Records for this task
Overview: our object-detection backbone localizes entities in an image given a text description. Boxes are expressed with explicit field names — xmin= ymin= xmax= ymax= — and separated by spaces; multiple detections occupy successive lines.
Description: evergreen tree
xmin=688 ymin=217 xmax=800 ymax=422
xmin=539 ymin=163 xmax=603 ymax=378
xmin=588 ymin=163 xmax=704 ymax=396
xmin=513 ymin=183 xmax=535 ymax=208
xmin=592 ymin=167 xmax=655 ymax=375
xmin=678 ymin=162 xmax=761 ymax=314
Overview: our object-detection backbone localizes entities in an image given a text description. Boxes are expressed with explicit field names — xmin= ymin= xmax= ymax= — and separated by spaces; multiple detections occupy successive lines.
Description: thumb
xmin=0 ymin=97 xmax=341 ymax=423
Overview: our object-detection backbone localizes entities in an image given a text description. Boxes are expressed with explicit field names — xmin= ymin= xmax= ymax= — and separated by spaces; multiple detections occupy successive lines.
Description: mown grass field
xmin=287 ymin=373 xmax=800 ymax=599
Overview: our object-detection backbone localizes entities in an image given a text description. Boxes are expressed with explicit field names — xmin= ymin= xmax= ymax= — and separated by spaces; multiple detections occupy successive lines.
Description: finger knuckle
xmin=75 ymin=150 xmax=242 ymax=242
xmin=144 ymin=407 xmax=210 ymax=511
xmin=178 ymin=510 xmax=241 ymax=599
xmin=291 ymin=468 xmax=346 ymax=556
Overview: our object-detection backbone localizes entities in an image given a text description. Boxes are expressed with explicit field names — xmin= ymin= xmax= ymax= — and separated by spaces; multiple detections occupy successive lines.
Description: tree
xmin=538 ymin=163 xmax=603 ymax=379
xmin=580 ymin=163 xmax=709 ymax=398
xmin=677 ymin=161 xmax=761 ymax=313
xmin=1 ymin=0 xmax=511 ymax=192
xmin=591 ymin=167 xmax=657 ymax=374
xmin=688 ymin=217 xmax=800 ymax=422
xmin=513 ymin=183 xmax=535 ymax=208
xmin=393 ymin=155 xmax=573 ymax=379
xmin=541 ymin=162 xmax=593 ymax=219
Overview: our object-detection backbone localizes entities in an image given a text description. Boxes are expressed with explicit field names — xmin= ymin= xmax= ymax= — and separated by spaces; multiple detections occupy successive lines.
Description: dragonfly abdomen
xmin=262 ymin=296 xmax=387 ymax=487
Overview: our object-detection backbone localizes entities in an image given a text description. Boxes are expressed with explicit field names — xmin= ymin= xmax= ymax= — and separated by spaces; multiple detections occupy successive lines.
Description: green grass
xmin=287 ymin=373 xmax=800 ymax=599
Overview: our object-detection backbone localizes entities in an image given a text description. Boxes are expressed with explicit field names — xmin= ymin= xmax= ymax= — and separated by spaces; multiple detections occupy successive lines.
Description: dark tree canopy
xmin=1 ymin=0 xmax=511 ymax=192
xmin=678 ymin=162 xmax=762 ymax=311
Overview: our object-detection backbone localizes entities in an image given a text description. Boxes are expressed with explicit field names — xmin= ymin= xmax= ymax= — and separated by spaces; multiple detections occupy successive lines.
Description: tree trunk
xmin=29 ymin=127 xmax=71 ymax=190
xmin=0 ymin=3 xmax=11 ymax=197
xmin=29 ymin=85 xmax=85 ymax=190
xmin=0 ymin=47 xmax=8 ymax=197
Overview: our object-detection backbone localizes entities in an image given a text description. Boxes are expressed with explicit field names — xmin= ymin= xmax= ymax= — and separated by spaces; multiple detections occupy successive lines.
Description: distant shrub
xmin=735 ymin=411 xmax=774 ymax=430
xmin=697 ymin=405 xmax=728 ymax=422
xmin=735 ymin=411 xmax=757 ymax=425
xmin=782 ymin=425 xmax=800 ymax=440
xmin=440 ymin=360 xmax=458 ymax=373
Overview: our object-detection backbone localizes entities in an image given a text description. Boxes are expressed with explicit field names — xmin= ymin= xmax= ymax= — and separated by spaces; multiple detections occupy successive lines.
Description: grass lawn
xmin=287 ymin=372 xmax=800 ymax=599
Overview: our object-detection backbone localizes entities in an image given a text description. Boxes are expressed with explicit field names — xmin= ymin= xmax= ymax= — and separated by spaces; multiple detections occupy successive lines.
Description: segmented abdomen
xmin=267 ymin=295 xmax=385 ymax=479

Problem to work on
Would you set down all the lines above, exactly and in full?

Solved problem
Overview: our object-detection backbone localizes entities in an image given a text description. Boxes are expressed with explicit field names — xmin= ymin= xmax= ymax= — and separated by spaces; multiple detections occupy successive lines.
Description: evergreen tree
xmin=688 ymin=217 xmax=800 ymax=422
xmin=539 ymin=163 xmax=603 ymax=378
xmin=588 ymin=163 xmax=704 ymax=396
xmin=513 ymin=183 xmax=535 ymax=208
xmin=592 ymin=167 xmax=655 ymax=375
xmin=678 ymin=162 xmax=761 ymax=314
Overview: our object-detection backbone localizes entities in an image given a text description. Boxes are expressed with explicit field names — xmin= ymin= xmax= ymax= — and separated by spaces; multiple detections occupy successive lines.
Description: thumb
xmin=0 ymin=97 xmax=341 ymax=423
Overview: our object-detection backbone localizes entities in an image given a text description. Boxes are expressed with explicit field names — xmin= ymin= xmax= ymax= — and separated by spaces; multiple detections occupy successive lines.
Description: mown grass field
xmin=287 ymin=373 xmax=800 ymax=599
Overview: our object-detection backbone localizes entities in an image given a text description. Boxes are expressed with explicit field names — xmin= ymin= xmax= ymax= — and separated by spaces; multiple detections occupy successive lines.
Description: finger knuckle
xmin=75 ymin=150 xmax=242 ymax=242
xmin=144 ymin=407 xmax=210 ymax=511
xmin=178 ymin=510 xmax=241 ymax=599
xmin=291 ymin=468 xmax=346 ymax=556
Overview: our object-detection backbone localizes entities in an image given a text description. Boxes are expressed with explicit field names — xmin= ymin= xmax= ymax= — and separated by spaces; multiple detections occupy successive lines.
Description: tree
xmin=538 ymin=163 xmax=603 ymax=379
xmin=580 ymin=163 xmax=709 ymax=398
xmin=677 ymin=161 xmax=761 ymax=313
xmin=1 ymin=0 xmax=511 ymax=192
xmin=591 ymin=167 xmax=657 ymax=374
xmin=688 ymin=217 xmax=800 ymax=422
xmin=513 ymin=183 xmax=535 ymax=208
xmin=393 ymin=155 xmax=573 ymax=379
xmin=541 ymin=162 xmax=593 ymax=219
Overview: our object-detection backbone localizes entities in an image given a text description. Boxes are expressed with explicit field names — xmin= ymin= xmax= ymax= — and separated by spaces; multiple detections occupy successive lines.
Description: dragonfly abdomen
xmin=262 ymin=296 xmax=387 ymax=487
Overview: our object-detection backbone localizes entities in an image given a text description. Boxes are expressed with explicit field names — xmin= ymin= xmax= ymax= — and separated by spaces; multiple detections occupy successive lines.
Description: green grass
xmin=287 ymin=373 xmax=800 ymax=599
Overview: our object-detection backbone localizes entities in an image given a text description. Boxes are expressed with explicit field names — xmin= ymin= xmax= ymax= — and separated by spaces; multiple detections occupy successive lines.
Description: dark tree canopy
xmin=1 ymin=0 xmax=511 ymax=192
xmin=678 ymin=162 xmax=762 ymax=311
Overview: our object-detection backbone localizes entities in an image given a text description. Boxes are expressed with explicit field names — xmin= ymin= xmax= ymax= — and separated by spaces; multiple detections occupy successive lines.
Description: tree trunk
xmin=29 ymin=127 xmax=71 ymax=190
xmin=0 ymin=3 xmax=11 ymax=197
xmin=29 ymin=85 xmax=85 ymax=190
xmin=0 ymin=47 xmax=8 ymax=197
Overview: our object-detection backbone localizes entities in an image given a text description. Boxes are expressed with explicit field names — xmin= ymin= xmax= ymax= — and separated by spaces; multiple detections occupy successive lines.
Description: distant shrub
xmin=735 ymin=411 xmax=774 ymax=430
xmin=697 ymin=405 xmax=728 ymax=422
xmin=735 ymin=411 xmax=757 ymax=425
xmin=782 ymin=425 xmax=800 ymax=440
xmin=440 ymin=360 xmax=458 ymax=373
Overview: our object-detection backbone localizes entities in an image given a text description. Boxes are expressed with explicit field names — xmin= ymin= xmax= ymax= — and separated by spaces; multiple detections occupy successive lines.
Description: grass lawn
xmin=287 ymin=372 xmax=800 ymax=599
Overview: our object-detection backbone localizes entities in an image given a text description. Boxes are expressed with explicit field names — xmin= ymin= xmax= ymax= — and separated by spaces; multiple detections occupy successive lines.
Description: segmented abdomen
xmin=267 ymin=295 xmax=385 ymax=479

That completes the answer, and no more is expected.